(Stored records)

# # # #

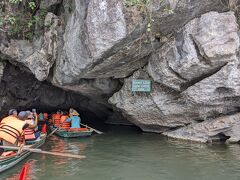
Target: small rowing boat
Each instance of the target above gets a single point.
(82, 132)
(11, 158)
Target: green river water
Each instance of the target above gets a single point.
(124, 153)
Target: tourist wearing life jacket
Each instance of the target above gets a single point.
(74, 118)
(57, 118)
(12, 130)
(31, 119)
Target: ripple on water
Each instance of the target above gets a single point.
(124, 154)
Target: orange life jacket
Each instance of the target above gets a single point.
(45, 115)
(65, 125)
(29, 133)
(11, 129)
(57, 119)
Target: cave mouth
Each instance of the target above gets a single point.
(22, 91)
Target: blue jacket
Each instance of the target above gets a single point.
(75, 121)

# # # #

WORK REQUIRED: Can you express every line of the records above as a Markdown table with the columns "Row" and "Line", skipping blank lines and leaving out the pictures?

EXERCISE OUTPUT:
| Row | Line |
|---|---|
| 1 | Target: small rowing boat |
| 2 | Each instance of the target above gets a single point. |
| 3 | (82, 132) |
| 4 | (11, 158) |
| 5 | Target: green river water |
| 6 | Each instance of the target above gets a single point. |
| 7 | (124, 153) |
| 8 | Target: tourist wearing life jacket |
| 9 | Each instance of the target above gets a single point. |
| 10 | (74, 118) |
| 11 | (57, 118) |
| 12 | (12, 130) |
| 13 | (31, 119) |
| 14 | Target: ripple on water |
| 15 | Each instance of the target above gets a single point. |
| 16 | (124, 154) |
| 17 | Target: orange life jacket |
| 18 | Each instance of the target above gets a single point. |
| 19 | (45, 115) |
| 20 | (65, 125) |
| 21 | (29, 133) |
| 22 | (11, 129) |
| 23 | (57, 119) |
| 24 | Target: cave mouth |
| 25 | Each instance of the target above gets a single point. |
| 26 | (22, 91) |
| 27 | Target: blue jacket |
| 28 | Each instance of the target above gets a single point. |
| 29 | (75, 121) |